TASK PROMPT: All of the records need to be retyped exactly, with no line dropped.

SOURCE INFORMATION:
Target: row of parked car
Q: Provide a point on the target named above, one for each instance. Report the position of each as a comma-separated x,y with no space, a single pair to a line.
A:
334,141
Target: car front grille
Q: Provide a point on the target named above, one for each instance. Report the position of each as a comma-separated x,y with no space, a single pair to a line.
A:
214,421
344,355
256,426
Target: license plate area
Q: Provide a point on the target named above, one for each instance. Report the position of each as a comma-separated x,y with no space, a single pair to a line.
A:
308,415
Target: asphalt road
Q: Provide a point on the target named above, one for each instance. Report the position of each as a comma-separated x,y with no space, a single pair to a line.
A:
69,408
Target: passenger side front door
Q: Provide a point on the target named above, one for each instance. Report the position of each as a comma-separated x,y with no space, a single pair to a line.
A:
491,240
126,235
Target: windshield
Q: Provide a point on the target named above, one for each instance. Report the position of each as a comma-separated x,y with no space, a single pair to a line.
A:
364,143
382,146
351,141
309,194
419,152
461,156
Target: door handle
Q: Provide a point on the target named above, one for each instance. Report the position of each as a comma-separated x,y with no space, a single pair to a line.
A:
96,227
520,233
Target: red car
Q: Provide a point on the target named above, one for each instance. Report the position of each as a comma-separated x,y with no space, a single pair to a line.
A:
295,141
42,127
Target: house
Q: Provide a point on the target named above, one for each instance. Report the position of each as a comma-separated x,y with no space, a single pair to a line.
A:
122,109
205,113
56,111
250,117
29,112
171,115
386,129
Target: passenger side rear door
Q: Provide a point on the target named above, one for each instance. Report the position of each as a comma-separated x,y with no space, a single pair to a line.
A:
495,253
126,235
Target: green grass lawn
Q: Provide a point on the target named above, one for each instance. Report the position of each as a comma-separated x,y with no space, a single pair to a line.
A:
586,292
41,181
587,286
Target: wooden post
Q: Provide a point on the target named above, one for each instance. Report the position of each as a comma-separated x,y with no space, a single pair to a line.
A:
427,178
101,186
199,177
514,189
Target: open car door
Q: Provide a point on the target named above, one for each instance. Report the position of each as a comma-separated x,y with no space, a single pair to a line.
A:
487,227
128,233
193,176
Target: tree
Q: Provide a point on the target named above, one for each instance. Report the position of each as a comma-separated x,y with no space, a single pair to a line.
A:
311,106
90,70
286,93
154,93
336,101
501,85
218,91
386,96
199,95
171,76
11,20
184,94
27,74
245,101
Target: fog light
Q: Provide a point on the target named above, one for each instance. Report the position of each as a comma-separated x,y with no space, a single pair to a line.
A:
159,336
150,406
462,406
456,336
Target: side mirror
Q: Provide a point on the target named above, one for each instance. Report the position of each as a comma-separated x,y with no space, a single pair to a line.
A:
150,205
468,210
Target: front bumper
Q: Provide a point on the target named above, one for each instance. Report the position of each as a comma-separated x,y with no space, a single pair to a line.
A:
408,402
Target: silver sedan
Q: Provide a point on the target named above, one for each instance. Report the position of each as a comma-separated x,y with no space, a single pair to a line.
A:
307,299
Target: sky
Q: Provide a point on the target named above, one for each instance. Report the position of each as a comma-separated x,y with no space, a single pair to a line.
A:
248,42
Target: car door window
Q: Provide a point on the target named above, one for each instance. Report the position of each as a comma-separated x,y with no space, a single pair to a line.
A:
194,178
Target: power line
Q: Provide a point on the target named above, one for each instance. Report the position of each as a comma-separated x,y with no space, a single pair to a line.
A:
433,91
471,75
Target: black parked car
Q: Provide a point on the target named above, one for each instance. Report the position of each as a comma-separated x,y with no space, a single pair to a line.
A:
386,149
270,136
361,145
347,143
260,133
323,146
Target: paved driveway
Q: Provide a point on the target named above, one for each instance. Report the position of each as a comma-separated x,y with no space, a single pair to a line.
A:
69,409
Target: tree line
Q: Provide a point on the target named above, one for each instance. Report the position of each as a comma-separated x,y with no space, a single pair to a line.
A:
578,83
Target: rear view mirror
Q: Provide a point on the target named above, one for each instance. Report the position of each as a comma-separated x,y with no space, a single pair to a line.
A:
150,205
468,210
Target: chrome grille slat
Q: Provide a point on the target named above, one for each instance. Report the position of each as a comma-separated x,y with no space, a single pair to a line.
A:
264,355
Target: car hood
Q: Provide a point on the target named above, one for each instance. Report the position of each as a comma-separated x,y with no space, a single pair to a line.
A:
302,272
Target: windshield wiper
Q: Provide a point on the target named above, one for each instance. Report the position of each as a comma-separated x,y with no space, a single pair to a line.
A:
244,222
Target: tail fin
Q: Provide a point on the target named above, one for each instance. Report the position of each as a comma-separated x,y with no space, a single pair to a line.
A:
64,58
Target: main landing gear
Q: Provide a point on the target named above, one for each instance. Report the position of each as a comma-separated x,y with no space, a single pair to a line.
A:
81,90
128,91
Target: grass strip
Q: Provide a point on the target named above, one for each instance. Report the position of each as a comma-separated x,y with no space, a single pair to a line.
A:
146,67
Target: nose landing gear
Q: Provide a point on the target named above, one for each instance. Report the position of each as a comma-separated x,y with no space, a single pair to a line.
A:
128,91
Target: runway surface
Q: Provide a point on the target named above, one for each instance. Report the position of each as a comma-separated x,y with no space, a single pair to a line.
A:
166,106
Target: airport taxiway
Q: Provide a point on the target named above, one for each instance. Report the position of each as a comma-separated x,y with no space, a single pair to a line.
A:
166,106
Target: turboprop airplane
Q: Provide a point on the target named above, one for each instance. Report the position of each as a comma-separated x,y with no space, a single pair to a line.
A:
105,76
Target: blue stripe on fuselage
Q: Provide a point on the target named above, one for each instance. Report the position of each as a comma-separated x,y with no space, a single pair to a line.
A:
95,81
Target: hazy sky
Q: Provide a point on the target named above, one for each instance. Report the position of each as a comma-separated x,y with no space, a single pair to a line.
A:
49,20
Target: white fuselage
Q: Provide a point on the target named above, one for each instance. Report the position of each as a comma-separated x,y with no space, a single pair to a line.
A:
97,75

WRITTEN SOLUTION:
Target: row of parked car
Q: Provide a point on the target named above, one for each instance. Report the position of each as a comma-separated x,y with no space, a single pair to a line.
A:
334,141
Target: car front grille
Q: Provide a point on the target named above, one for each instance. Report the position of each as a comma-separated x,y with no space, a single pair to a line.
A:
214,421
344,355
256,426
Target: license plate area
Q: Provide a point on the target named above, one for each instance. Report the position of each as a comma-separated x,y with no space, a single pair to a line.
A:
308,415
Target: asphalt road
Q: Provide a point on the target named above, one for each instance. Report the position of each as a comma-separated x,y with no space, a single pair to a line.
A:
69,408
Target: passenger side front door
Q: Provide a point on the target named above, one for each instance. Report the position of each as a comma-separated x,y with no space, a single pair to a line.
A:
491,240
126,235
Target: windshield
Q: Provide a point on the target named above, one for each instance. Report the position of each as a comma-separated x,y with no space, a single pair to a line.
A:
364,143
382,146
351,141
309,194
419,152
461,156
Target: door handle
Q: Provide a point on the target named above, one for each instance. Report the position of each as a comma-separated x,y with no space, a single pair to a line.
A:
96,227
520,233
Target: red car
Q: Provide a point on the target named above, one for each instance. Report the position of each as a comma-separated x,y with no space, a single pair to a line.
A:
295,141
42,127
Target: house
Q: Provide a point on the target named above, one for each instance. Report the position of each as a comma-separated x,y with no space, a single pair to a line.
A:
122,109
205,113
56,111
250,117
29,112
171,115
386,129
Target: passenger side rear door
Q: Provide a point on the target named above, one for each instance. Report the position of each as a comma-separated x,y with no space, a single pair to a line.
A:
495,253
126,235
Target: green grass lawn
Q: Provide a point on the target named above, one for each instance. Report the position of each as a comma-separated x,y with no space, a single pair to a line.
A:
586,292
41,181
587,286
Target: wooden post
Q: Provide a point on the target named above, one for each instance. Report the position of each as a comma-separated x,y with no space, a single pair to a line.
A:
427,178
101,186
199,177
514,189
Target: open car door
Q: Provide a point on the target named above, one for each instance. Report the position of each as a comma-separated x,y with no space, a single pair to a line.
A:
487,227
128,233
193,176
Target: tree
Q: Provide a point on the target named above, one for each instance. Report the position of each as a comma-separated x,y with no space, a single pair to a line.
A:
311,106
90,70
286,93
154,93
336,101
501,85
218,91
386,96
199,95
171,76
11,20
184,94
27,74
245,101
Target: fog light
Q: Provide a point on the target named above, one for each instance. Report the position of each as a comma-separated x,y with no space, a single pair to a line.
A:
159,336
150,406
462,406
456,336
Target: side mirror
Q: Provide a point on the target named above, one for each instance. Report the position of each as a comma-separated x,y with no space, a single pair to a line.
A:
150,205
468,210
Target: front bumper
Q: Provide a point on the target named above, one for each instance. Report the position of each as a comma-separated x,y with no space, a single pair to a line.
A:
408,402
Target: silver sedan
Q: Provide a point on the target named above, one for each instance. Report the position of each as a comma-separated x,y with no space, a single pair to a line.
A:
307,299
Target: sky
Q: Provide a point on the target named above, one for each instance. Report the position of each as a comma-separated x,y with no space, a single pair to a line.
A:
248,42
Target: car door window
Q: Provide a point on the target named above, one for each instance. Report the position of each as a comma-separated x,y with no space, a single pair to a line.
A:
194,178
Target: power line
Q: Provide a point on the target named above, one for each instance. Report the position of each as a comma-separated x,y with no space, a single pair to a line.
A:
433,91
471,75
Target: black parked car
Q: Provide a point on the target named above, one for each instance. Report the position of each as a comma-separated x,y with no space, a single pair to a line.
A:
386,149
270,136
361,145
347,143
260,133
323,146
Target: paved driveway
Q: Provide a point on the target named above, one for each instance. Report the position of each as a comma-separated x,y with no space, a single pair to a line.
A:
69,409
Target: tree line
Q: Provide a point on the target named above, one for each instance. Report the position of each as a comma-separated x,y with no space, a single pair to a line.
A:
578,83
Target: rear view mirror
Q: Provide a point on the target named above, one for each instance. Report the position of each as a comma-separated x,y with no space, a single pair to a line.
A:
150,205
468,210
Target: chrome grille slat
Q: Provide a point on the target named above, one for each instance. Report the position of each as a comma-separated x,y with no space, a single pair to a line.
A:
264,355
Target: car hood
Q: Provide a point on the target named above, one for each instance. Report the position of each as a comma-separated x,y with no space, a single pair to a line.
A:
302,272
Target: windshield wiper
Q: Provide a point on the target named above, one for each instance. Report the position of each as a comma-separated x,y with no space, a single pair to a line.
A:
244,222
Target: tail fin
Q: Provide a point on the target named above, one for each instance. Report the position of each as a comma-separated x,y with no space, a single pair to a line.
A:
64,58
Target: main landing gear
Q: Provide a point on the target named above, one for each instance. Report the position of each as a comma-separated x,y with no space, a single pair to a line.
A:
81,90
128,91
Target: grass strip
Q: Provide a point on the target named above, one for each instance. Report the position of each as a comma-separated x,y with no space, a single pair to a line.
A:
146,67
Target: nose landing gear
Q: Provide a point on the target named above, one for each instance. Report the position of each as a comma-separated x,y with no space, a single pair to a line.
A:
128,91
Target: runway surface
Q: Provide a point on the target named above, one for each instance. Report the position of each as a comma-separated x,y with no space, a single pair to a line.
A:
166,106
Target: airport taxiway
Q: Provide a point on the target named above, one for each instance. Report the position of each as a comma-separated x,y with no space, a single pair to a line.
A:
166,106
Target: turboprop airplane
Q: Provide a point on the target named above, one for each instance. Report the position of each as a comma-separated x,y with no space, a single pair to a line.
A:
105,76
Target: blue stripe on fuselage
Q: Provide a point on the target named above, one for each instance. Report the position of each as a comma-separated x,y with no space, a single pair to a line.
A:
95,81
Target: hazy sky
Q: Provide a point on the target named above, one for each instance. Report the position of each as a comma-separated x,y with no space, a single pair to a line.
A:
49,20
Target: white fuselage
Q: Provide a point on the target named above, one for each instance. Report the position of each as a comma-separated x,y with no space, a single pair to a line.
A:
97,75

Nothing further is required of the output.